**RECORD EXCERPTS**
+++++
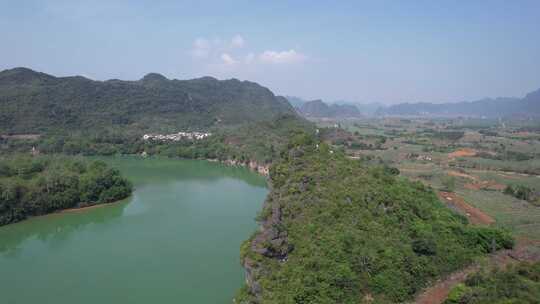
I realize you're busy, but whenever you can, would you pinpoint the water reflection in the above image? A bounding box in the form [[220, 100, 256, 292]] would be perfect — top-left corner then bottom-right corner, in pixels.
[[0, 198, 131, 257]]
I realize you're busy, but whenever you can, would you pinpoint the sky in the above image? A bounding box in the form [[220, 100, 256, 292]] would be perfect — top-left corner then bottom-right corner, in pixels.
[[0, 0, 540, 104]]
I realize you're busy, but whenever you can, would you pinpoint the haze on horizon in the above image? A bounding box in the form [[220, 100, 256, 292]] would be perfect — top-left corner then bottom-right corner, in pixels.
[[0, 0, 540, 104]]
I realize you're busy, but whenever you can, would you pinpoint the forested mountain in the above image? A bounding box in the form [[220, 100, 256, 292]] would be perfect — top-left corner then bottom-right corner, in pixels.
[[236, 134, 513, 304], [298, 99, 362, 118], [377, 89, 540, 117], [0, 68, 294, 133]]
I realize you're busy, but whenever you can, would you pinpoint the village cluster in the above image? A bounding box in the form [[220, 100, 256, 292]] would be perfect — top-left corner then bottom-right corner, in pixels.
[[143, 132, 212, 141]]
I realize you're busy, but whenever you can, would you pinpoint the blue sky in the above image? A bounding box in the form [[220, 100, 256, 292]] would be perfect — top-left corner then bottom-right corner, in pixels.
+++++
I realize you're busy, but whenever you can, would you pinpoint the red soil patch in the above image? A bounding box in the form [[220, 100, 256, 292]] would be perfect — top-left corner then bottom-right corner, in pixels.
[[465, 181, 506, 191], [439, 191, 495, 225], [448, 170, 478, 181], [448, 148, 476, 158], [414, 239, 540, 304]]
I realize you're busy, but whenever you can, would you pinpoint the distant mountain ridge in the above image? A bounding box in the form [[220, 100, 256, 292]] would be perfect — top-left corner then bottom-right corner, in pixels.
+++++
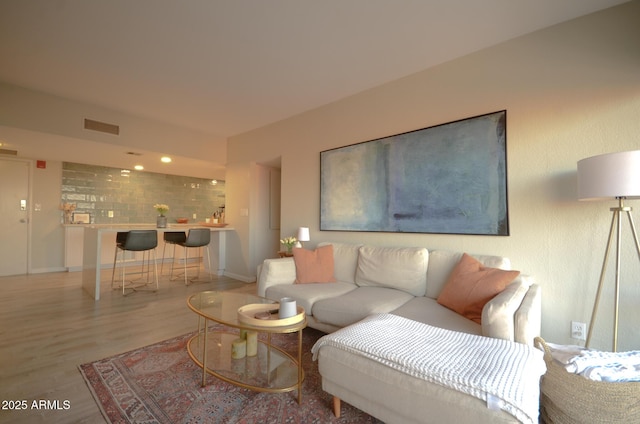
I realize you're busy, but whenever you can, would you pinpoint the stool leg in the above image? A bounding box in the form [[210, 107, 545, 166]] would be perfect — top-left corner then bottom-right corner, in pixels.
+++++
**THE PROBLEM**
Copy the entries verbatim, starting at the line that contains "pinpoint the water" and ending after the line that contains "pinpoint the blue".

**WRITTEN ANSWER**
I realize you're busy, but whenever you can, would you pinpoint the water reflection in the above image? A bounding box in the form [[220, 100, 256, 292]] would be perfect — top-left corner then bottom-right corner, in pixels.
[[0, 198, 131, 257]]
I realize you're busy, but whenever you can, would you pinpoint the sky in the above image? A bounding box in the form [[220, 100, 256, 292]] would be perfect — top-left corner then bottom-right corner, in pixels.
[[0, 0, 540, 104]]
I realize you're busy, but whenever you can, would you pinpoint the haze on horizon in the above image? A bounding box in the form [[220, 100, 256, 292]] would be perfect — top-left corner then bottom-right corner, in pixels.
[[0, 0, 540, 104]]
I realize you're busy, but whenever you can, would you pinpoint the forested mountain in the above image? A bounding box in the form [[220, 100, 256, 292]] would be perfect — top-left corner then bottom-right corner, in pixels.
[[236, 134, 513, 304], [298, 99, 362, 118], [377, 89, 540, 117], [0, 68, 294, 133]]
I realize you're busy, but whenever you can, would you pinpoint the village cluster in the above image? A bounding box in the form [[220, 100, 256, 292]] would be perfect — top-left corner then bottom-right corner, in pixels.
[[143, 132, 212, 141]]
I realize you're busy, but whenever you can, would you pinpoint the blue sky in the above image? A bounding box in the form [[220, 100, 256, 292]] would be perfect — top-left corner then bottom-right corner, in pixels.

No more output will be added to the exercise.